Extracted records

□ □ □ □

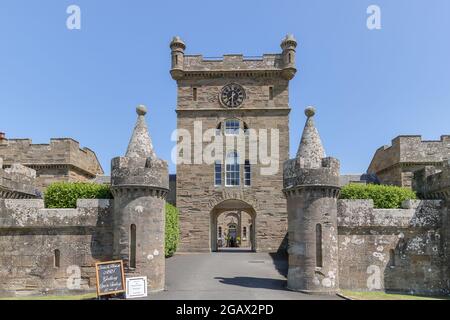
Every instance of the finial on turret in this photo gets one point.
(310, 111)
(177, 43)
(141, 110)
(289, 42)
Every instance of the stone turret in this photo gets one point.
(311, 186)
(177, 47)
(140, 184)
(288, 45)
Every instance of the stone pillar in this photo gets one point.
(140, 183)
(311, 186)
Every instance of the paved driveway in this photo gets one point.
(228, 275)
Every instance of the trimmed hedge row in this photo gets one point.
(65, 195)
(172, 230)
(383, 196)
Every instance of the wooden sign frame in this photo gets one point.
(99, 294)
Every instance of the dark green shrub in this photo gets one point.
(383, 196)
(65, 194)
(172, 230)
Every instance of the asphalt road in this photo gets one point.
(233, 275)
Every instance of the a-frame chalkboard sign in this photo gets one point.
(110, 278)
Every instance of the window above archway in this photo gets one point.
(232, 126)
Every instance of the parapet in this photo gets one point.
(238, 65)
(90, 213)
(295, 174)
(17, 182)
(432, 182)
(413, 214)
(139, 172)
(410, 149)
(60, 151)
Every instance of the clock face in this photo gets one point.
(232, 95)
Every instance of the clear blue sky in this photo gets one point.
(367, 86)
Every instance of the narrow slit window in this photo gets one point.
(247, 173)
(391, 258)
(319, 262)
(57, 258)
(133, 246)
(218, 173)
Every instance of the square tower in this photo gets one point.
(239, 105)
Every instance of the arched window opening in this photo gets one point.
(232, 169)
(319, 262)
(57, 258)
(133, 246)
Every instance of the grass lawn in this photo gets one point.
(78, 297)
(376, 295)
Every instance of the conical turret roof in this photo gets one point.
(311, 149)
(140, 145)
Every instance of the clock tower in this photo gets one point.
(244, 100)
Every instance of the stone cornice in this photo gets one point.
(250, 73)
(328, 191)
(120, 190)
(282, 111)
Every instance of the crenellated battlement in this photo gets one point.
(237, 65)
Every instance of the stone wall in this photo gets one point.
(32, 238)
(17, 182)
(396, 164)
(60, 160)
(393, 249)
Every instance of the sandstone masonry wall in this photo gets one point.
(31, 237)
(393, 249)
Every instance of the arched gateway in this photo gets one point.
(236, 231)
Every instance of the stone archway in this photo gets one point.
(236, 209)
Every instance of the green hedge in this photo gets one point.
(65, 194)
(383, 196)
(172, 230)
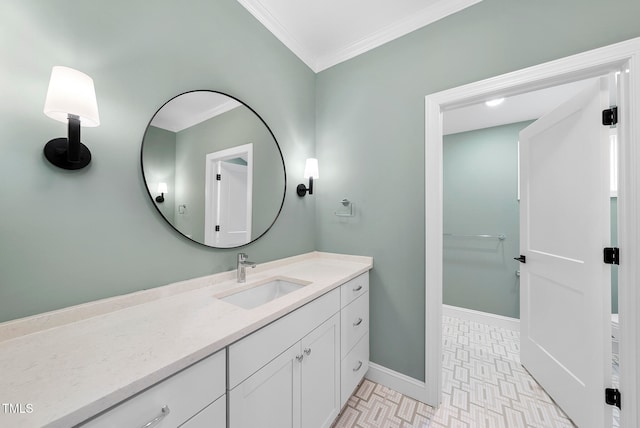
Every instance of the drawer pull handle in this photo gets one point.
(155, 421)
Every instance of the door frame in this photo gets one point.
(625, 56)
(210, 194)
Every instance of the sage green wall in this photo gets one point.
(233, 128)
(370, 139)
(480, 196)
(160, 167)
(71, 237)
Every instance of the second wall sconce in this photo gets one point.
(71, 98)
(162, 189)
(310, 172)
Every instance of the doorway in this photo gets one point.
(622, 56)
(481, 206)
(229, 196)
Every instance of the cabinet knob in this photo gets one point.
(155, 421)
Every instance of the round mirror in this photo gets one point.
(213, 169)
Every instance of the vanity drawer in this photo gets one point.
(253, 352)
(185, 394)
(354, 367)
(354, 323)
(354, 288)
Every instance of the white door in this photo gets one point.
(232, 206)
(565, 298)
(229, 197)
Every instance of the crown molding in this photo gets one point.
(262, 14)
(426, 16)
(397, 29)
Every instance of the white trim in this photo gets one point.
(317, 63)
(424, 17)
(212, 160)
(593, 63)
(262, 14)
(480, 317)
(397, 381)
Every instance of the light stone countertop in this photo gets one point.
(71, 364)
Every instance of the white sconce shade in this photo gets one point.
(311, 169)
(71, 92)
(162, 189)
(310, 172)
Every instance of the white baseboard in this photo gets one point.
(481, 317)
(397, 381)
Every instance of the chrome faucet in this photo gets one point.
(241, 273)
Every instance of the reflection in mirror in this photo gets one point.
(223, 168)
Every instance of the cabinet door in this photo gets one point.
(213, 416)
(270, 397)
(320, 386)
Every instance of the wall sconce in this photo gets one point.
(162, 189)
(310, 172)
(71, 98)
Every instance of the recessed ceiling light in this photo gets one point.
(496, 102)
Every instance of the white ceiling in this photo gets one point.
(325, 33)
(192, 108)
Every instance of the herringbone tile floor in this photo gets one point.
(484, 385)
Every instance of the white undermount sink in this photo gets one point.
(263, 292)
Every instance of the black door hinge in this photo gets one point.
(612, 397)
(612, 255)
(610, 116)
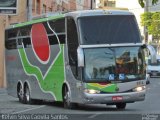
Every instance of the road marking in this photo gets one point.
(94, 115)
(29, 109)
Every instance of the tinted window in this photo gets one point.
(117, 63)
(72, 39)
(110, 29)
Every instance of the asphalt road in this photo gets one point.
(146, 110)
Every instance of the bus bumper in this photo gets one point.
(114, 98)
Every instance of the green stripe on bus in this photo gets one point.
(108, 88)
(53, 80)
(38, 21)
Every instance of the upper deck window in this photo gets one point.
(110, 29)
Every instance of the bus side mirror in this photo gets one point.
(80, 56)
(152, 53)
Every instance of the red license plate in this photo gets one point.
(117, 98)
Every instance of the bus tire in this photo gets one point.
(27, 97)
(20, 92)
(66, 99)
(121, 105)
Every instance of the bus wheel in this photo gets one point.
(121, 105)
(66, 99)
(27, 98)
(20, 93)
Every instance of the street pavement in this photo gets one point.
(146, 110)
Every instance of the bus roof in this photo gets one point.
(86, 13)
(36, 21)
(75, 15)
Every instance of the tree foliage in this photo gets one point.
(142, 3)
(152, 22)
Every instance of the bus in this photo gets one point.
(86, 57)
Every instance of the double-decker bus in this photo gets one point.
(88, 57)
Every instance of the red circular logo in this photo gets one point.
(40, 42)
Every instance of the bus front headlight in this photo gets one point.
(139, 89)
(91, 91)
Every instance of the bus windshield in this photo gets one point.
(114, 63)
(109, 29)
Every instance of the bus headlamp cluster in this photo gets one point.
(91, 91)
(139, 89)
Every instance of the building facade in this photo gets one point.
(130, 5)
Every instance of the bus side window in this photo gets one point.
(11, 44)
(72, 41)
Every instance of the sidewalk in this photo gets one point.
(3, 91)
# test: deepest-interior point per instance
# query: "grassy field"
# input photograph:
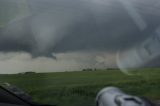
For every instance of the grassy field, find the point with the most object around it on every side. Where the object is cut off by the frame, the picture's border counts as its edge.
(80, 88)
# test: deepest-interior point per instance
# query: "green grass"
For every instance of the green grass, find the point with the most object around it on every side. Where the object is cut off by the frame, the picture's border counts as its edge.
(80, 88)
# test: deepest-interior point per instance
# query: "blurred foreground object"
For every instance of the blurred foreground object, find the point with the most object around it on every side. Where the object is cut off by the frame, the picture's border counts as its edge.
(16, 91)
(113, 96)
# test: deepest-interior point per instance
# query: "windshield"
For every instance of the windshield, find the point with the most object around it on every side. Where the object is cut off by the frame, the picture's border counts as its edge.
(62, 52)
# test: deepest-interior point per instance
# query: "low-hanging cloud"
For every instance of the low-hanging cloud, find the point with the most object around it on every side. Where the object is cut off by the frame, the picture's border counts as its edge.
(59, 26)
(18, 62)
(73, 31)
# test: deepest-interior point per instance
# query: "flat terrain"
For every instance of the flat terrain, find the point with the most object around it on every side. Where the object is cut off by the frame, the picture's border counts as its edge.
(80, 88)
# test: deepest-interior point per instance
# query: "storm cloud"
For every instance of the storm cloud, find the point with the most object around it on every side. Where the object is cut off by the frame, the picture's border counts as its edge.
(64, 26)
(50, 27)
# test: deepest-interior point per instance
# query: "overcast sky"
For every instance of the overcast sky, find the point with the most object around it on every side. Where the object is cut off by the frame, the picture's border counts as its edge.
(67, 35)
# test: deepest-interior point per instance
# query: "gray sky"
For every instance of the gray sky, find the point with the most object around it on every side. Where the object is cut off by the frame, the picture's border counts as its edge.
(60, 35)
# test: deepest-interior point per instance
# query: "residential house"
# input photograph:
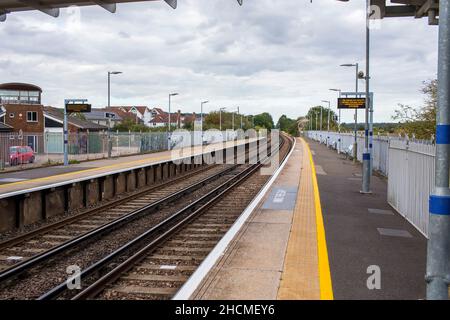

□ □ □ □

Your instructions: Select each line of the material above that contains the string "window". Copy those lines in their original order.

Full answer:
Every instance of the window above archway in this photo gets one point.
Every instance of the narrow slit window in this photo gets one point.
Every instance of the arched window opening in this photo gets one point.
Every instance of the tinted window in this photo gets one point.
Every instance of the upper deck window in this photo gets one point.
Every instance of the bus side window in this photo gets one point.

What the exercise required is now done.